▸ DIRECTIONS FOR THIS TASK
Transcribe, without any change, the line that includes "positive clicks: (26, 811)" and all the lines that come after it in the material below.

▸ RECORDS PROVIDED
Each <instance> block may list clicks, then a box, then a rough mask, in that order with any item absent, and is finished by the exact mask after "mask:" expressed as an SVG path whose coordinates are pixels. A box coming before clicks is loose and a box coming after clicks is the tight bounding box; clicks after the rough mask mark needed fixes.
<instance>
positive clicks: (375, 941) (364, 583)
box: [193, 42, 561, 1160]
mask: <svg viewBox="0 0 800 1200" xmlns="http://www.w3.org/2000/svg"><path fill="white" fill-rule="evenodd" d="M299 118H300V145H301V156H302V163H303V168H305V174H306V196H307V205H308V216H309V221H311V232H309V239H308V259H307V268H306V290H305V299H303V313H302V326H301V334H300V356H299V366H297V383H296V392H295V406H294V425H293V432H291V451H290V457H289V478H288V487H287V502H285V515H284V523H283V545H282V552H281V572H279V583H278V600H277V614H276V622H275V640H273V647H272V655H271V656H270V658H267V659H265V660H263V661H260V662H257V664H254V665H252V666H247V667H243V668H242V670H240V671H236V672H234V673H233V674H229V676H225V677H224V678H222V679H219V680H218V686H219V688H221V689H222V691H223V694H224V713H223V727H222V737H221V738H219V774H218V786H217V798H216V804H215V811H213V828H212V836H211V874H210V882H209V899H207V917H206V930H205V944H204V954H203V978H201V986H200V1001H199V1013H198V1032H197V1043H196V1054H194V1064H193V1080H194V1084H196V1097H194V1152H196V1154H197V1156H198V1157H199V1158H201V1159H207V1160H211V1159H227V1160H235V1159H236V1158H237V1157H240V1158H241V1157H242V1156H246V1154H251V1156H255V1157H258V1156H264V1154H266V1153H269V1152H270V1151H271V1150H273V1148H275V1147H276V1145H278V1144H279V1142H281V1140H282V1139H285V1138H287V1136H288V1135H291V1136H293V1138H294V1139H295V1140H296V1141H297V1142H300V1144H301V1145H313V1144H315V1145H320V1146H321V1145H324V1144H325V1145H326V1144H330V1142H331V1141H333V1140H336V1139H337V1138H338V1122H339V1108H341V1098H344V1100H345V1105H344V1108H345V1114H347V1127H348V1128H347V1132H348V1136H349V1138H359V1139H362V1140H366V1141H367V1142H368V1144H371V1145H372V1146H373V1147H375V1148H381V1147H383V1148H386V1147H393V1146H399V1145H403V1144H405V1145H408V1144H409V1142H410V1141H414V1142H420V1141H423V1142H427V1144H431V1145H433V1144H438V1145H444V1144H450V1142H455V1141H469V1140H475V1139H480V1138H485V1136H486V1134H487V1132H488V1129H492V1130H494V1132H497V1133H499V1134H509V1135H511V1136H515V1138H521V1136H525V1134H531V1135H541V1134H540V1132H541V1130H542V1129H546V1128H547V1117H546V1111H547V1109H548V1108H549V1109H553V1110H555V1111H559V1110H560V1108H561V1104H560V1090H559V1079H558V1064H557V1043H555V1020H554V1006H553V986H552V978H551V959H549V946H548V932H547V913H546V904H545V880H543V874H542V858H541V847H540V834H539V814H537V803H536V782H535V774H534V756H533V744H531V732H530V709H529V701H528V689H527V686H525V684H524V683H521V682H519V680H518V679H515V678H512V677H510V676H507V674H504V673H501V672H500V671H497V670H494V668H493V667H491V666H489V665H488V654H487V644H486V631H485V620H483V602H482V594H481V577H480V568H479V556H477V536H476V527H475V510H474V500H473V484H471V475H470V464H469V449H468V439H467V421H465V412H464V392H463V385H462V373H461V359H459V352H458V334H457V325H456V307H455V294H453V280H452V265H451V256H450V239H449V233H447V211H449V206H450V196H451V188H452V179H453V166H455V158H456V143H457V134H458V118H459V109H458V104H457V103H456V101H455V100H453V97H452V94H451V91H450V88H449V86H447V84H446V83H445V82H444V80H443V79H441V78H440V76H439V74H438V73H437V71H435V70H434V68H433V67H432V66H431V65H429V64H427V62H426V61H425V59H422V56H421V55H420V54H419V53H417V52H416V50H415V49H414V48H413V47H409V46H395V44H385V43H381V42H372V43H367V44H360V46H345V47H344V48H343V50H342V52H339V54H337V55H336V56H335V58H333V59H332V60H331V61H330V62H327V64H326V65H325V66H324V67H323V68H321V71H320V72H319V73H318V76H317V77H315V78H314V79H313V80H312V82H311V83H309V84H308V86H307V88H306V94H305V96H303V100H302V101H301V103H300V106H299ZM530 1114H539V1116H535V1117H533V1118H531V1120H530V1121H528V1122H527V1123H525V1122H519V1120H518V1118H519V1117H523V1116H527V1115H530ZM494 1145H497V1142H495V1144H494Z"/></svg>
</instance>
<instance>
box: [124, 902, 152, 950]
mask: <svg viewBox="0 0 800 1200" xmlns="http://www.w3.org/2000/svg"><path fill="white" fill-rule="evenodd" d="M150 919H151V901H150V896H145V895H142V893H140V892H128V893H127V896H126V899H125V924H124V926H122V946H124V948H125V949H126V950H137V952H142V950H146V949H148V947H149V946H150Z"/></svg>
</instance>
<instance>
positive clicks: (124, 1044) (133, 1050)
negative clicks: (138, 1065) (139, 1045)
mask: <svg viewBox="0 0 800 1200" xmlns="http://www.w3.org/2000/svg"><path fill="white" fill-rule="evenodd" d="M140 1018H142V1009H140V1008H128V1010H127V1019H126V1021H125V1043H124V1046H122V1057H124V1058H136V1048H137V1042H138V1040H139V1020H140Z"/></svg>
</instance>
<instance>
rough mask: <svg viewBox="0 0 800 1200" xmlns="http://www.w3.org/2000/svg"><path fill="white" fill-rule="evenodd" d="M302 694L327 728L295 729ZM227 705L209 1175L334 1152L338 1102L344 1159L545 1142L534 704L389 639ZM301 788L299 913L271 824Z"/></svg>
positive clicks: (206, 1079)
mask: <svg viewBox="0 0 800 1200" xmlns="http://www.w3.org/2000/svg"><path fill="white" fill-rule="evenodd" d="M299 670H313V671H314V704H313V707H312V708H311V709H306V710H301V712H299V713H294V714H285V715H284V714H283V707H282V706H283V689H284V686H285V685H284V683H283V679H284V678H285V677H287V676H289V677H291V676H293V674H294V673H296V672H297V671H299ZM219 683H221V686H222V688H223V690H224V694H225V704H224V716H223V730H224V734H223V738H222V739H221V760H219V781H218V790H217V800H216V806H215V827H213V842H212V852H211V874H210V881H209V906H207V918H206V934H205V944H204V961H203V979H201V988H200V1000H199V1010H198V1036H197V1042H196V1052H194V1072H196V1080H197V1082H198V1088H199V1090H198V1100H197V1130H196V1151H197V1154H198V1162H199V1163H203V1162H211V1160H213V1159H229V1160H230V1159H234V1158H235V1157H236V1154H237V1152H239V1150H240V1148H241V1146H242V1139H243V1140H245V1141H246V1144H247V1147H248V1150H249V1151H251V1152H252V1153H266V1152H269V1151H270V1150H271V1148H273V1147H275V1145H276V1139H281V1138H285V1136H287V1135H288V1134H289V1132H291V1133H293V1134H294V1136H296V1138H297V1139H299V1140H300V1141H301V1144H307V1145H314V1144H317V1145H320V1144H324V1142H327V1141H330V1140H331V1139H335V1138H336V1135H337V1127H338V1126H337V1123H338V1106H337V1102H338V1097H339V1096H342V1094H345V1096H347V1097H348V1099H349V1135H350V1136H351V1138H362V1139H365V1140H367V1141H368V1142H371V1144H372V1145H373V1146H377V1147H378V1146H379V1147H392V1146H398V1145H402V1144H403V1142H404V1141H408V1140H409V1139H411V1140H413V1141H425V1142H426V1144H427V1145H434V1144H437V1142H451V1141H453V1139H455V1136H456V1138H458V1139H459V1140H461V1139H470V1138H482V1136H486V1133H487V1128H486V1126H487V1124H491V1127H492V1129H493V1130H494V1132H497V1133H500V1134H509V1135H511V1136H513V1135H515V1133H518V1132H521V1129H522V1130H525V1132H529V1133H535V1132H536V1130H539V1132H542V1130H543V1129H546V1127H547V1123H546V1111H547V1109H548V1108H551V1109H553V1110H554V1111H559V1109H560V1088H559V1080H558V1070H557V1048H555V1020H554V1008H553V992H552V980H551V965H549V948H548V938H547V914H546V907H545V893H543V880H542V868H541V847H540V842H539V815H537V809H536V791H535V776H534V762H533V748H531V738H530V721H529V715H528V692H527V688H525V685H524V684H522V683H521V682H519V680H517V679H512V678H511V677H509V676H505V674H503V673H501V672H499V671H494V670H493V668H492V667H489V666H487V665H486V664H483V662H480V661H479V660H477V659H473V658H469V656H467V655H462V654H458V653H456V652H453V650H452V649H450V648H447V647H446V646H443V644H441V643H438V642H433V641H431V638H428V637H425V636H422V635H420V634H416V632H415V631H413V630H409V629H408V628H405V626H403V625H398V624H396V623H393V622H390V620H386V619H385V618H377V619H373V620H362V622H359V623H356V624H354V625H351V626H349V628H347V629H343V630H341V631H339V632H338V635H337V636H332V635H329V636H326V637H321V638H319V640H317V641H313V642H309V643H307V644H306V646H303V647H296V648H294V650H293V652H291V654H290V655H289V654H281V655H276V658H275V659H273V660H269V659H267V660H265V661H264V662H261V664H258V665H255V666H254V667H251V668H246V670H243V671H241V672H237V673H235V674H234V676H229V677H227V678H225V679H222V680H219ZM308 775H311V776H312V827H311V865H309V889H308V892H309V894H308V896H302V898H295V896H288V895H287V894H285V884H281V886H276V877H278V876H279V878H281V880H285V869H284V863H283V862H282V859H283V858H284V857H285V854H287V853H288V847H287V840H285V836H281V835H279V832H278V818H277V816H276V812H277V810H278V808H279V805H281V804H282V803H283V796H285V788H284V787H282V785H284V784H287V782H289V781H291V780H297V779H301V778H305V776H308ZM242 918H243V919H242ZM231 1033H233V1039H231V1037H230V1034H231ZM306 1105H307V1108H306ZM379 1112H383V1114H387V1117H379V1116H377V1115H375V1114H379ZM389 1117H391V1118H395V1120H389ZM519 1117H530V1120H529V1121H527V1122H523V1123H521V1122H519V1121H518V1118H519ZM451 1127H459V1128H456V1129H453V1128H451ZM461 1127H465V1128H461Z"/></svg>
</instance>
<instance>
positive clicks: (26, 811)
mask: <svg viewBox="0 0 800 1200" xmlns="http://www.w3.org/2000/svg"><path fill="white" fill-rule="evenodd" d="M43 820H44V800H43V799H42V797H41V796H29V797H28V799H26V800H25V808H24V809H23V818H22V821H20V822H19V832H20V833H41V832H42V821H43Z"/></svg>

▸ RESULT OF THE EXERCISE
positive clicks: (26, 811)
mask: <svg viewBox="0 0 800 1200" xmlns="http://www.w3.org/2000/svg"><path fill="white" fill-rule="evenodd" d="M43 820H44V800H43V799H42V797H41V796H29V797H28V799H26V800H25V808H24V809H23V818H22V821H20V822H19V832H20V833H41V832H42V821H43Z"/></svg>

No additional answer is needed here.